== Page text ==

Also I heard on the radio - don't know how true it is - that learner drivers will not be allowed to drive anything larger than a 1L engine. That is going to mean the car dealers have a field day - having asked around the learner drivers I know none of us have a 1L - albeit mine is only a 1.1!


----------



## Brendan Burgess

Someone said: 


> -young drivers on provisional licences are a major cause of accidents



This quote shows how confused the thinking is. I would second Square's question? Is there any evidence that people driving on provisional licenses cause more accidents?

We know that young people cause more accidents. But do young people on provisional licenses cause more accidents than young people with full driving licenses? I doubt it, but I am open to being shown the statistics on this. 

I would guess that older drivers on provisional licenses have fewer accidents than young drivers on full licenses. 

Possession of a full license doesn't stop people speeding and drinking and crashing lights and chatting on their phones while driving. 

Why not give everyone to be given a license automatically? Redeploy all the testers onto the roads to  monitor our driving. Ban drivers for 6 months after 3 penalty points. Ban them for 5 years for a further 3 points. 

Brendan


----------



## redchariot

Sn@kebite said:


> Very naive post altogether.



I think not. We are the laughing stock of Europe the way our system is set up. It is about time we get our act together and get it right.

Do you seriously think that a system which allows a person, who is untested or who has failed a driving test, to drive on their own is suitable? It is an absolute disgrace in my opinion.

I know there are plenty of good experienced provisonal licence drivers out there, but there is no distinction between the good and bad. At least when you have passed the test you have shown a certain level of comeptency to drive.


----------



## sam h

I have to say I do think there are few sides to the arguement here:
 - It is ridiculous that someone who fails a test (regardless of how badly they drove or how dangerous they were on the road) can finish their test and get back into their car and drive home.  AND continue to drive their car until they can get a re-test (or choose to re-apply which I understand they can wait a year and then have their "up to" 35 week wait).
 - Having to wait 10 to 35 weeks for a re-test is madness, especially is someone fails on a minor point - they should have a way to slot these drivers in within 2 weeks once they have had a chance to improve on their problem areas
 - Not impressed with the suggestions of repeating the test the "next day" as some posters seem to advocate...if a driver fails for some serious errors, they should have to wait a suitable period of time (such as 3 months for a serious failure) and prove they have done lessons to assist them in improving their driving.
 - Another contributory factor is that so many younger drivers are buying their own cars rather than driving their parents....who wants mum or dad in the passenger seat of "their" car.  There was no way my parents would let me drive alone until I had my licence....obviously their cars I was driving!
 - The biggest problem is that in Ireland we have various "rules" that generally aren't enforced (such as driving with a fully licenced driver when on provisional) so many people ignore them and get incensed when they are actually enforced.  For example; loads of people donlt know how to drive on motorways....my OH saw a family having a picnic on the hard shoulder one day....in any other EU country the cops would be there in minutes!
 - Public transport - need I say more, generally a shambles!

So overall, I can understand why provisional drivers feel they have no choice but to drive alone at times but IMHO I don't think they should as it can put themselves & others at risk.

===
== Records shown ==

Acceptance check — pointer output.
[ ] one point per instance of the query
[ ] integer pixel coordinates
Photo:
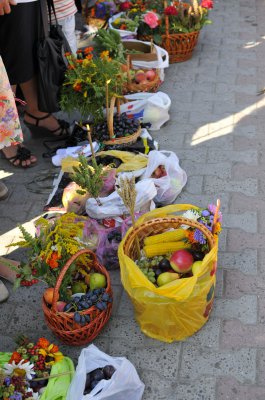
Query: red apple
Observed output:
(140, 77)
(150, 75)
(181, 261)
(60, 306)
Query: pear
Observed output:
(196, 267)
(166, 277)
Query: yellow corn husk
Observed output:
(159, 249)
(172, 236)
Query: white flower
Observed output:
(190, 214)
(27, 367)
(35, 396)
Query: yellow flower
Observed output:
(51, 354)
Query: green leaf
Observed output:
(157, 38)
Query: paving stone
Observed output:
(245, 309)
(208, 335)
(245, 261)
(236, 335)
(248, 187)
(215, 169)
(156, 360)
(156, 387)
(194, 184)
(240, 364)
(246, 221)
(248, 156)
(228, 388)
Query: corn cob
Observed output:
(172, 236)
(160, 249)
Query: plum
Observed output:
(108, 371)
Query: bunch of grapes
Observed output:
(122, 126)
(97, 297)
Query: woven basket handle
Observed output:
(114, 100)
(64, 270)
(166, 22)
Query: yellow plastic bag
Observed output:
(176, 310)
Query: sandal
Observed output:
(62, 131)
(23, 154)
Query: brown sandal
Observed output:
(62, 131)
(22, 154)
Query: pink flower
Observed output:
(151, 19)
(207, 4)
(171, 10)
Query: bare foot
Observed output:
(50, 123)
(11, 151)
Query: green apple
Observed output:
(97, 281)
(196, 267)
(166, 277)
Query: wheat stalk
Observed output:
(128, 194)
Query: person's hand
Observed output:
(5, 6)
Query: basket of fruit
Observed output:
(140, 80)
(174, 271)
(118, 128)
(78, 319)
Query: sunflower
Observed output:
(51, 354)
(20, 369)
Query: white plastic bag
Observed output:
(169, 186)
(151, 108)
(161, 62)
(123, 33)
(125, 383)
(112, 205)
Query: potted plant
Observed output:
(177, 27)
(84, 88)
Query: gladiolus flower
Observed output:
(125, 6)
(171, 10)
(151, 19)
(207, 4)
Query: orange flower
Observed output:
(77, 87)
(15, 357)
(52, 262)
(43, 343)
(190, 236)
(88, 50)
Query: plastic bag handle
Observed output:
(65, 269)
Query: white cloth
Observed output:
(68, 27)
(24, 1)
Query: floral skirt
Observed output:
(10, 129)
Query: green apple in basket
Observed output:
(97, 281)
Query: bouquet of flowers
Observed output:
(182, 17)
(89, 81)
(55, 242)
(28, 369)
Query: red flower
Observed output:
(207, 4)
(171, 10)
(125, 6)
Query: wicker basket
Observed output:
(179, 46)
(133, 87)
(62, 324)
(110, 115)
(160, 225)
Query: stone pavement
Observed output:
(217, 131)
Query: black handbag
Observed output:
(52, 63)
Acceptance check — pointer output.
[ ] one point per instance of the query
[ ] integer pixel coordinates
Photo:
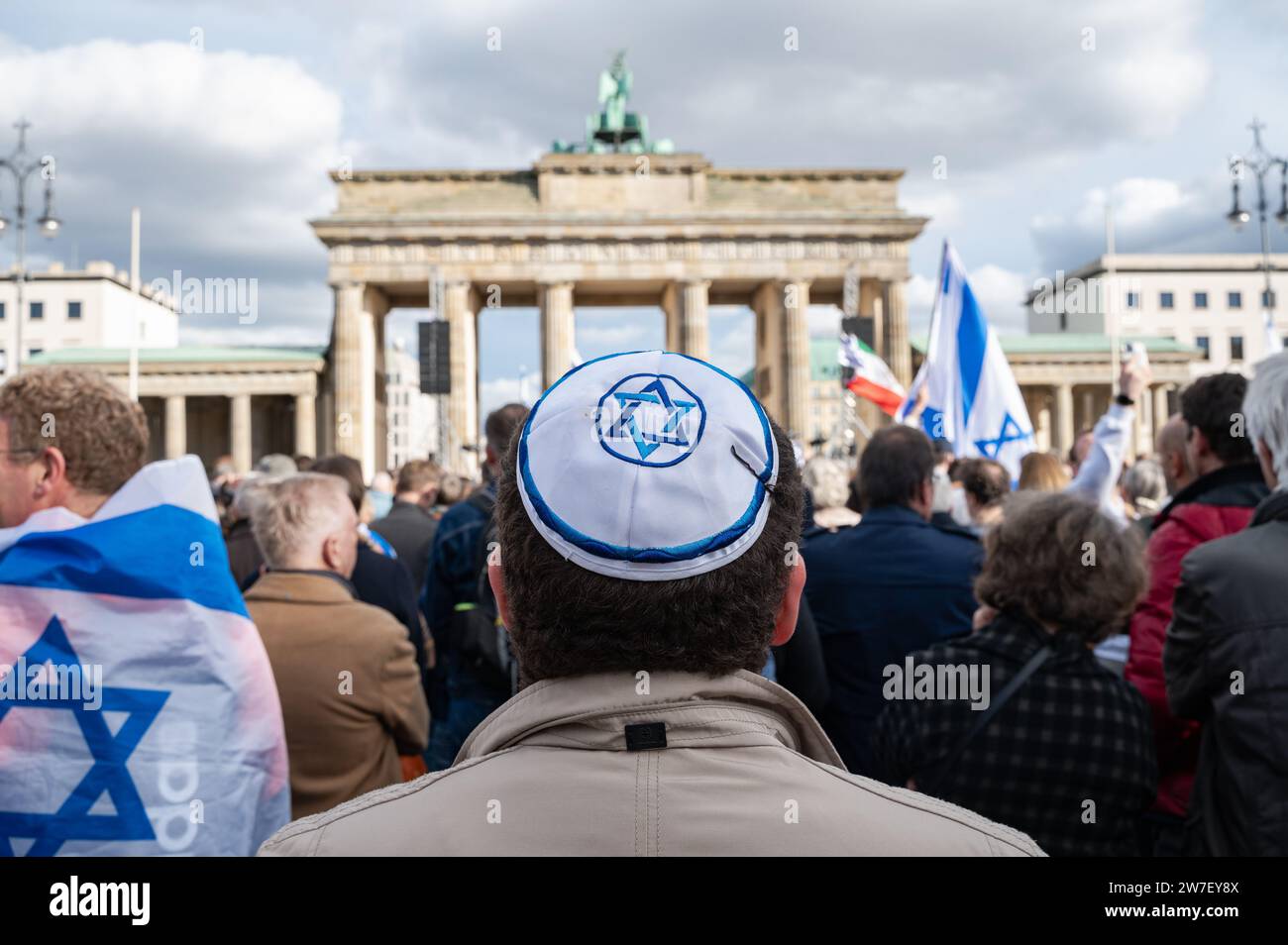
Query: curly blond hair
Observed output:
(101, 433)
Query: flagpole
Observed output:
(1111, 316)
(930, 338)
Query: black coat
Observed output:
(1227, 665)
(411, 531)
(892, 584)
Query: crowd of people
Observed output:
(619, 623)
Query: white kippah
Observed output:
(647, 467)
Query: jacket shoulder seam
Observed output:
(935, 807)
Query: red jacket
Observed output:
(1212, 506)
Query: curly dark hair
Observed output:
(1211, 404)
(1057, 561)
(986, 480)
(570, 621)
(101, 433)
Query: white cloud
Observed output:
(1150, 215)
(502, 390)
(224, 153)
(999, 291)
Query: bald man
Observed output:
(1171, 454)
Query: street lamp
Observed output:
(21, 168)
(1261, 162)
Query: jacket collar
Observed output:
(301, 587)
(402, 507)
(1274, 507)
(893, 515)
(592, 712)
(1237, 484)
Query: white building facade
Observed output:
(91, 308)
(1212, 301)
(411, 417)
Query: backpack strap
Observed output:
(1034, 662)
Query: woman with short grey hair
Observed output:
(828, 483)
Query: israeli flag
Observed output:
(971, 395)
(138, 711)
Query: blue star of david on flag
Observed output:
(107, 774)
(1010, 433)
(648, 441)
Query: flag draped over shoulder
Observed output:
(872, 380)
(971, 395)
(138, 711)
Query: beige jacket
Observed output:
(745, 770)
(349, 686)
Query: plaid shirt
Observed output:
(1072, 733)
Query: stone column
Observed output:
(1064, 417)
(360, 313)
(686, 305)
(768, 380)
(239, 432)
(1160, 415)
(1042, 429)
(349, 376)
(896, 317)
(797, 369)
(460, 306)
(1145, 425)
(305, 425)
(558, 330)
(175, 426)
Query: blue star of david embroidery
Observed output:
(108, 773)
(648, 441)
(1010, 433)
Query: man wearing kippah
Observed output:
(648, 515)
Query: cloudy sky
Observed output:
(220, 121)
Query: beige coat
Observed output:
(349, 686)
(746, 770)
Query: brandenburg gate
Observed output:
(613, 226)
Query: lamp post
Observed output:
(1261, 162)
(21, 168)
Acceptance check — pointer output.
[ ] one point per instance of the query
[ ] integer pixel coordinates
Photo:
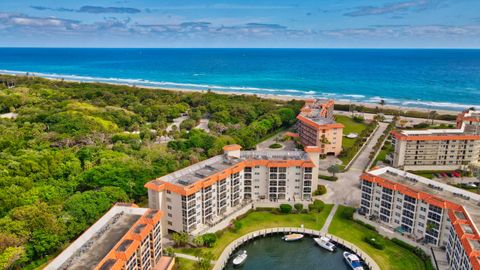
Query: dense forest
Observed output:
(69, 150)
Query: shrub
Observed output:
(321, 189)
(298, 207)
(316, 206)
(416, 250)
(348, 213)
(366, 225)
(209, 239)
(328, 177)
(285, 208)
(188, 124)
(375, 242)
(237, 225)
(358, 119)
(275, 146)
(265, 209)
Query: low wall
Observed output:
(228, 251)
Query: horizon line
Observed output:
(266, 48)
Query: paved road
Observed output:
(411, 120)
(346, 189)
(176, 122)
(190, 257)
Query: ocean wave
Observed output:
(354, 96)
(433, 104)
(254, 90)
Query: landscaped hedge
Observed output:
(298, 207)
(351, 151)
(379, 143)
(374, 241)
(316, 206)
(285, 208)
(275, 146)
(266, 209)
(328, 177)
(321, 189)
(417, 251)
(366, 225)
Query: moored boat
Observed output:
(240, 258)
(325, 243)
(292, 237)
(353, 261)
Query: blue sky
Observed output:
(246, 23)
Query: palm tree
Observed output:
(432, 115)
(477, 175)
(205, 260)
(333, 169)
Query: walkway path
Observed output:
(329, 219)
(346, 189)
(186, 256)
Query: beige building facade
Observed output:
(316, 126)
(439, 149)
(203, 194)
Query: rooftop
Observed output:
(446, 192)
(211, 166)
(88, 250)
(317, 111)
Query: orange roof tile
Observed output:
(444, 204)
(232, 147)
(402, 137)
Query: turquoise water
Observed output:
(448, 79)
(273, 253)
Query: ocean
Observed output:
(427, 78)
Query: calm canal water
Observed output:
(272, 253)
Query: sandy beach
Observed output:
(266, 96)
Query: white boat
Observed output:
(353, 261)
(292, 237)
(325, 242)
(240, 258)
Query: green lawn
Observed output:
(350, 126)
(184, 264)
(392, 257)
(261, 220)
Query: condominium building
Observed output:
(126, 237)
(439, 149)
(429, 212)
(316, 126)
(196, 197)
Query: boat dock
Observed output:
(230, 249)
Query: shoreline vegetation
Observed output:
(74, 149)
(393, 253)
(366, 107)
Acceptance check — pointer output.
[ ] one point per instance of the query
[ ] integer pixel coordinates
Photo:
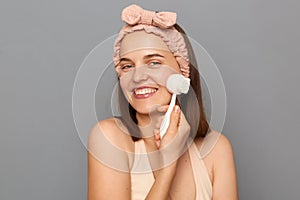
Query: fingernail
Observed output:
(176, 109)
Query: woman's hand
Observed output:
(168, 150)
(164, 151)
(178, 128)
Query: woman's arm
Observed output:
(225, 183)
(104, 182)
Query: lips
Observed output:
(144, 92)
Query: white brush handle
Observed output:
(166, 120)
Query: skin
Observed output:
(173, 182)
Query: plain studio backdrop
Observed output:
(255, 44)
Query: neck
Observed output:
(143, 119)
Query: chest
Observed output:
(184, 185)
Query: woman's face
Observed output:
(143, 74)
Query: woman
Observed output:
(150, 47)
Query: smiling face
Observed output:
(145, 65)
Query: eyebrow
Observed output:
(145, 57)
(153, 55)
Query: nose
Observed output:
(139, 74)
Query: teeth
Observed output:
(145, 91)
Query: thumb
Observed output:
(174, 121)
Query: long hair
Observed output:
(192, 107)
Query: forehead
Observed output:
(140, 40)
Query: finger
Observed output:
(156, 134)
(174, 120)
(158, 123)
(163, 108)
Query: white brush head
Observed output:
(178, 84)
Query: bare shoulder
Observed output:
(113, 131)
(222, 149)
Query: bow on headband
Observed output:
(134, 14)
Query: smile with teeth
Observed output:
(143, 91)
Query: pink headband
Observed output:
(158, 23)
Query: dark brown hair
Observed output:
(192, 107)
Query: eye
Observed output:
(155, 63)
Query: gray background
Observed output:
(255, 44)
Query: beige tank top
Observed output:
(142, 177)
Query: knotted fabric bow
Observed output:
(134, 15)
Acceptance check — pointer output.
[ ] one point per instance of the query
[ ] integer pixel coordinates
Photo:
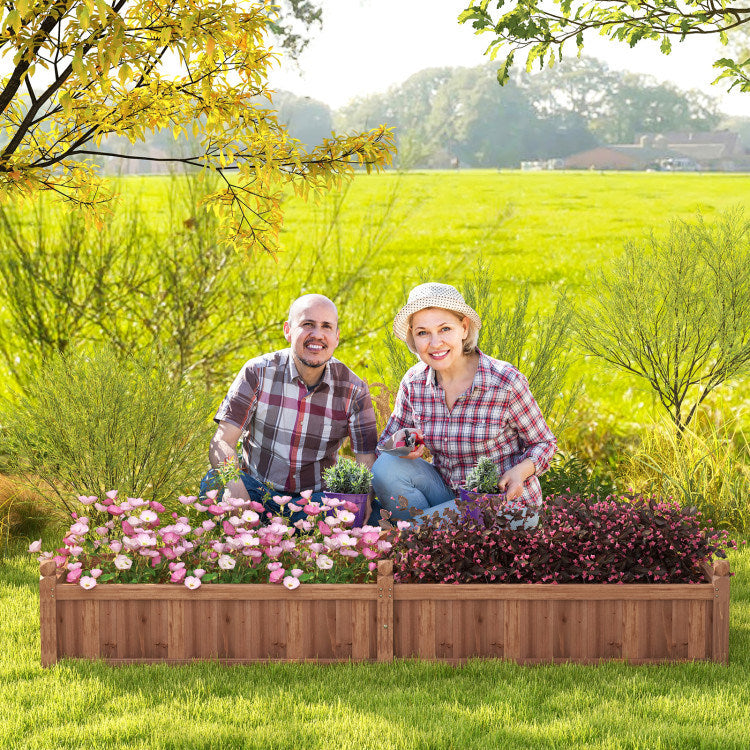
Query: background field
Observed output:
(551, 229)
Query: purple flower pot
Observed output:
(359, 500)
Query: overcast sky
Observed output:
(366, 46)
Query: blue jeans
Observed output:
(263, 495)
(416, 480)
(423, 487)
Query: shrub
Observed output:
(348, 477)
(94, 421)
(578, 540)
(483, 476)
(706, 466)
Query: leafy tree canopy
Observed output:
(542, 27)
(80, 70)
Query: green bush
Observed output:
(89, 423)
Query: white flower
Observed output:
(324, 562)
(122, 562)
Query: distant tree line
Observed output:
(445, 114)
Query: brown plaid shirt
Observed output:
(291, 434)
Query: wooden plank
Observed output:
(444, 613)
(720, 625)
(362, 622)
(631, 625)
(426, 645)
(538, 629)
(384, 614)
(680, 634)
(697, 636)
(219, 592)
(295, 629)
(48, 613)
(512, 629)
(344, 629)
(550, 592)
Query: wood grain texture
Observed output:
(642, 624)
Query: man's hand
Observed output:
(511, 483)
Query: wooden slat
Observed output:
(362, 623)
(218, 592)
(512, 629)
(631, 626)
(680, 639)
(48, 613)
(697, 646)
(720, 639)
(426, 646)
(384, 613)
(550, 592)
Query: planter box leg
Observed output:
(385, 630)
(48, 613)
(720, 580)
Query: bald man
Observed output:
(293, 408)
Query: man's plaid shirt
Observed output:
(291, 434)
(498, 417)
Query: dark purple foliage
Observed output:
(578, 540)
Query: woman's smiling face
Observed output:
(439, 337)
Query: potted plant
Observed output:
(349, 480)
(481, 481)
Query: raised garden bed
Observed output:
(526, 623)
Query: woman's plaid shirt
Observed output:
(498, 417)
(291, 434)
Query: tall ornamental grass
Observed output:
(88, 422)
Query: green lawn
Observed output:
(551, 229)
(484, 704)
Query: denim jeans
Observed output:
(416, 480)
(263, 495)
(423, 487)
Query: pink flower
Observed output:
(122, 562)
(74, 575)
(177, 576)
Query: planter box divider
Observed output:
(246, 623)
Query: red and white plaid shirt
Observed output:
(497, 417)
(291, 433)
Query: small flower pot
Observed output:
(360, 500)
(472, 499)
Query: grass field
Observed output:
(410, 705)
(551, 229)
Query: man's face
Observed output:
(313, 332)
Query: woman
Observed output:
(463, 405)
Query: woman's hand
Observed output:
(511, 483)
(401, 436)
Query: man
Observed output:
(293, 408)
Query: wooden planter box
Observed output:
(527, 623)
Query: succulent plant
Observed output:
(483, 477)
(348, 477)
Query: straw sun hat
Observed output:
(432, 294)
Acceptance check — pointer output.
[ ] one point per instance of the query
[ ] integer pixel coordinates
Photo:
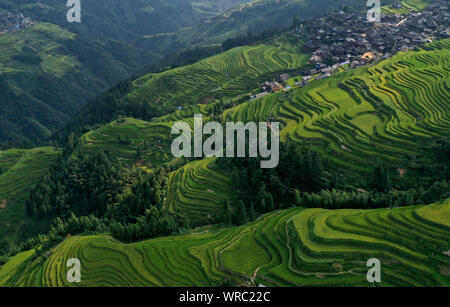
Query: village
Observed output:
(347, 40)
(10, 22)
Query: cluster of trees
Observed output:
(85, 184)
(258, 191)
(336, 199)
(89, 193)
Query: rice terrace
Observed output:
(360, 111)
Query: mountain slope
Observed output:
(296, 247)
(353, 119)
(49, 70)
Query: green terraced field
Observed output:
(46, 39)
(122, 139)
(382, 111)
(198, 189)
(235, 72)
(296, 247)
(376, 112)
(406, 6)
(21, 169)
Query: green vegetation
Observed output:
(49, 70)
(228, 74)
(19, 171)
(307, 247)
(406, 6)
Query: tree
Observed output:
(251, 212)
(298, 198)
(226, 212)
(381, 181)
(241, 215)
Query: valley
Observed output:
(364, 147)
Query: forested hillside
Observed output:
(364, 153)
(49, 70)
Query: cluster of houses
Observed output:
(350, 40)
(10, 22)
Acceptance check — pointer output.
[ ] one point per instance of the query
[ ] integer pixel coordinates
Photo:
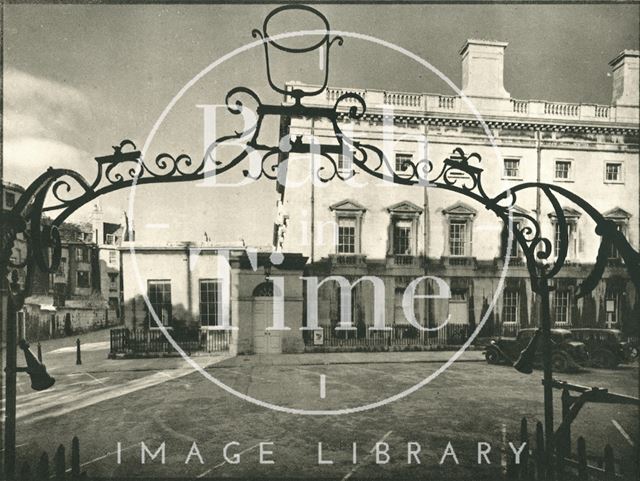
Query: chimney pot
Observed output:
(483, 69)
(625, 78)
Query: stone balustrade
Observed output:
(406, 102)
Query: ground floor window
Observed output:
(159, 293)
(510, 307)
(210, 295)
(562, 307)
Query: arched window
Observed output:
(265, 289)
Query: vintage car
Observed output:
(567, 353)
(606, 347)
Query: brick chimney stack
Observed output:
(483, 69)
(625, 78)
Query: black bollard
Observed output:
(78, 358)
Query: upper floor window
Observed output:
(458, 238)
(460, 218)
(613, 172)
(403, 162)
(10, 200)
(403, 239)
(571, 231)
(511, 168)
(82, 254)
(159, 293)
(562, 306)
(348, 221)
(347, 235)
(510, 306)
(564, 169)
(62, 266)
(210, 298)
(512, 249)
(620, 218)
(571, 217)
(82, 278)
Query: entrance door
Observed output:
(459, 311)
(265, 341)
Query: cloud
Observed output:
(39, 107)
(28, 157)
(41, 118)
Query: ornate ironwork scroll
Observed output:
(460, 173)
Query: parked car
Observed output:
(567, 354)
(606, 347)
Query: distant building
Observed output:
(84, 292)
(188, 288)
(401, 232)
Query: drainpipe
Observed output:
(425, 206)
(313, 199)
(187, 251)
(427, 237)
(538, 174)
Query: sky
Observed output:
(80, 78)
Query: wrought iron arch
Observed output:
(125, 167)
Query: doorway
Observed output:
(265, 341)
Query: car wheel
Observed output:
(559, 361)
(604, 359)
(492, 356)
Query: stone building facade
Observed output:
(364, 226)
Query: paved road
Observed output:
(471, 402)
(96, 380)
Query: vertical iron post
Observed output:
(10, 392)
(78, 357)
(548, 372)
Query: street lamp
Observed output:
(459, 174)
(40, 379)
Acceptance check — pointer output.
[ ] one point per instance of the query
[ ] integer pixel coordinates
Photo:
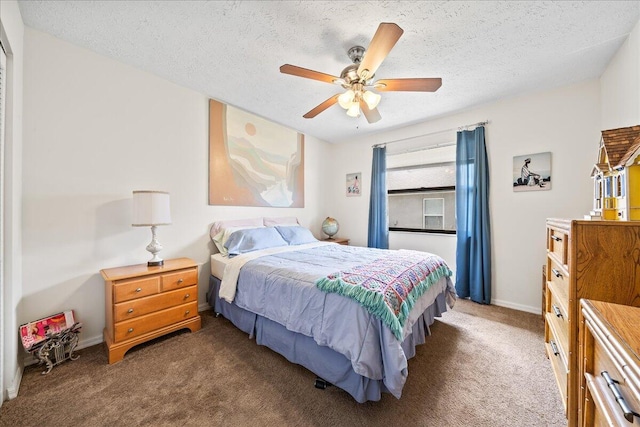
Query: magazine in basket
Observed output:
(35, 332)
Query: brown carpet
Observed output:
(482, 366)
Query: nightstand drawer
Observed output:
(179, 279)
(150, 322)
(139, 307)
(131, 289)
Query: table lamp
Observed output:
(150, 209)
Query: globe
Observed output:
(330, 226)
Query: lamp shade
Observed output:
(151, 208)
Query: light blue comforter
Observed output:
(281, 287)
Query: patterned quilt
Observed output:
(388, 287)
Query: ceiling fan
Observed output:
(357, 78)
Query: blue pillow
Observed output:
(295, 235)
(252, 239)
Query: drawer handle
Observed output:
(613, 386)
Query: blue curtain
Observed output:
(378, 227)
(473, 251)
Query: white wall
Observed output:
(96, 130)
(563, 121)
(11, 290)
(620, 85)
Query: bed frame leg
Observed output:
(322, 384)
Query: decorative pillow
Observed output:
(221, 238)
(219, 226)
(296, 235)
(283, 220)
(252, 239)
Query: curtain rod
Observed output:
(459, 128)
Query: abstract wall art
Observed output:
(253, 161)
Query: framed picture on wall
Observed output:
(353, 184)
(532, 172)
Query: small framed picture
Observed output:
(532, 172)
(353, 184)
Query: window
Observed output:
(421, 190)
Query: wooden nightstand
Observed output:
(338, 240)
(142, 303)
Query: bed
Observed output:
(297, 296)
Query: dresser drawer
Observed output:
(608, 366)
(150, 322)
(560, 279)
(558, 244)
(141, 306)
(559, 327)
(559, 368)
(179, 279)
(131, 289)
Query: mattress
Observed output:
(218, 263)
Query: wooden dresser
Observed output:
(610, 364)
(598, 260)
(142, 303)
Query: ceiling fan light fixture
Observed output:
(372, 99)
(346, 100)
(354, 110)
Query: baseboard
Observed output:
(12, 390)
(519, 307)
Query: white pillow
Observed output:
(219, 226)
(280, 220)
(221, 238)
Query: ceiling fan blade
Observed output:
(372, 115)
(308, 74)
(383, 41)
(408, 85)
(320, 108)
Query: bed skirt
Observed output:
(322, 361)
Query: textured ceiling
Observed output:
(232, 50)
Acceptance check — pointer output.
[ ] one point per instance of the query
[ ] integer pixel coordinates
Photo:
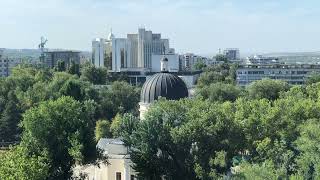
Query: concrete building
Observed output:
(232, 54)
(102, 51)
(119, 167)
(52, 57)
(295, 74)
(6, 64)
(135, 51)
(259, 59)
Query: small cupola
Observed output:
(164, 65)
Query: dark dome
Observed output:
(165, 59)
(165, 85)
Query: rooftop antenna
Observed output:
(41, 47)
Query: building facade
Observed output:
(102, 51)
(6, 64)
(232, 54)
(135, 51)
(52, 58)
(119, 167)
(295, 74)
(259, 59)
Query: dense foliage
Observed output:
(53, 114)
(268, 130)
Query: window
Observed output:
(132, 177)
(118, 175)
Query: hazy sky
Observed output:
(199, 26)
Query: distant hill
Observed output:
(32, 54)
(297, 57)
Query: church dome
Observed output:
(165, 85)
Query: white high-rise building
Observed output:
(135, 52)
(102, 51)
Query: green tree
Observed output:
(102, 129)
(267, 88)
(199, 65)
(308, 145)
(124, 126)
(97, 76)
(64, 128)
(187, 139)
(73, 88)
(219, 92)
(313, 78)
(74, 68)
(61, 66)
(17, 164)
(121, 97)
(263, 171)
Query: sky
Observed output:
(198, 26)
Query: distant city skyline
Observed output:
(200, 27)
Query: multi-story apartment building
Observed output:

===

Task requirements
1. List the user names that appear as headers above posts in the forum thread.
2. Return the section of the forum thread between "We know that" and "further 3 points.", inclusive.
The records come from a separate source and have nothing to do with the forum thread.

Answers per task
1.
Brendan Burgess
redchariot
sam h

2.
We know that young people cause more accidents. But do young people on provisional licenses cause more accidents than young people with full driving licenses? I doubt it, but I am open to being shown the statistics on this. 

I would guess that older drivers on provisional licenses have fewer accidents than young drivers on full licenses. 

Possession of a full license doesn't stop people speeding and drinking and crashing lights and chatting on their phones while driving. 

Why not give everyone to be given a license automatically? Redeploy all the testers onto the roads to  monitor our driving. Ban drivers for 6 months after 3 penalty points. Ban them for 5 years for a further 3 points.